#### SELECTED PASSAGE:
*-*-*
Re: internationalization/ISO10646 question from MURATA Makoto on 2002-12-25 (ietf-charsets@w3.org from October to December 2002)

From: MURATA Makoto <murata@hokkaido.email.ne.jp>
Date: Wed, 25 Dec 2002 11:51:06 +0900
To: Chris Newman <Chris.Newman@sun.com>
Cc: Marcin Hanclik <mhanclik@poczta.onet.pl>, ietf-charsets@iana.org
Message-id: <20021225113735.8C21.MURATA@hokkaido.email.ne.jp>

On Fri, 06 Dec 2002 13:13:41 -0800
Chris Newman <Chris.Newman@sun.com> wrote:

> 
> UTF-16 is a terrible encoding for interoperability.  There are 3 published 
> non-interoperable variants of UTF-16 (big-endian, little-endian, 
> BOM/switch-endian) and only one of the variants can be auto-detected with 
> any chance of success (and none of them can be auto-detected as well as 
> UTF-8). 

Unfortunately, as far as I know, UTF-8 is not free of such problems.
*-*-*
#### DATA SEGMENT:
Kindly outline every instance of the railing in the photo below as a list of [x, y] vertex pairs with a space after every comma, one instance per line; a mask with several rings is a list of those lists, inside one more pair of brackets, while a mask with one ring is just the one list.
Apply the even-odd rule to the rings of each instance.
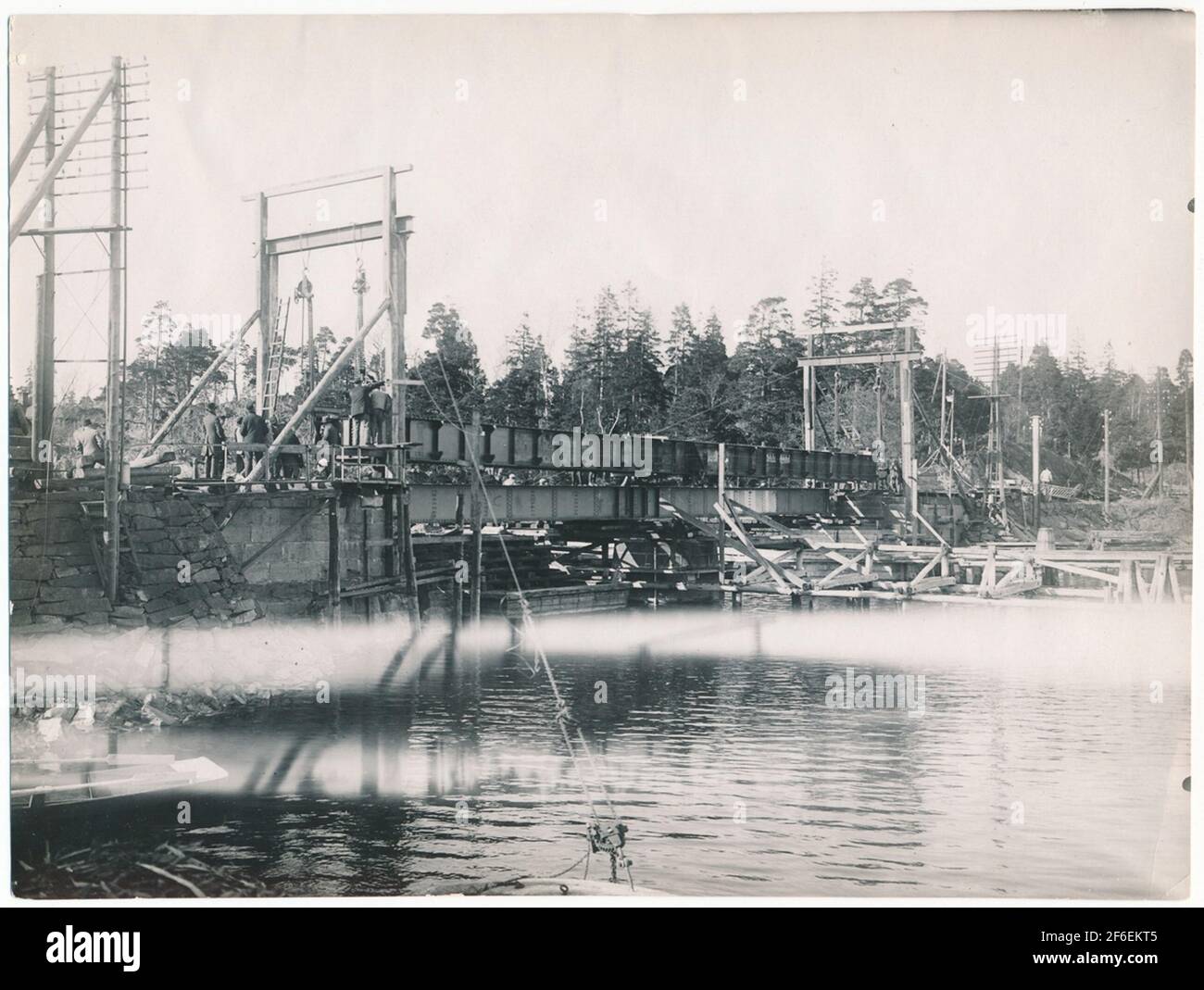
[[[217, 444], [213, 449], [220, 452], [222, 476], [211, 477], [206, 464], [211, 449], [208, 446], [175, 444], [172, 447], [175, 460], [191, 460], [194, 465], [191, 478], [178, 478], [175, 483], [231, 488], [244, 485], [247, 473], [262, 460], [270, 447], [268, 443]], [[350, 483], [400, 484], [393, 467], [397, 449], [391, 444], [289, 443], [276, 448], [266, 473], [256, 478], [254, 484], [264, 485], [267, 490], [294, 485], [312, 488]], [[157, 467], [158, 465], [149, 465], [144, 470], [153, 473]], [[137, 470], [131, 472], [131, 482], [137, 482]]]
*-*-*
#### ACTIONS TO TAKE:
1/ In the mailing list message on character encodings, how many published non-interoperable variants of UTF-16 are mentioned?
2/ List every UTF-16 variant named in the mailing list message on character encodings.
3/ Proceed with the mailing list message on character encodings, picking up right after its last sentence.

#### WRITTEN ANSWERS:
1/ Three.

2/ big-endian, little-endian, BOM/switch-endian

3/
(1) With or without the Unicode signature, (2) possible confusion with other 
ASCII-compatible encodings (especially when a program has a few non-ASCII characters), 
(3) vulnerability caused by redundant octet sequences, and (4) use of 4 or 6 octets 
for non-BMP characters (e.g., writeUTF and readUTF of java.io.DataOutput).  I know 
that Corrigendum #1: UTF-8 Shortest Form addresses (3), but I am not sure if 
implementations are free of this vulnerability.

I would be very happy if some encoding of Unicode becomes free of interoperability 
or security problems.  But I am not happy yet.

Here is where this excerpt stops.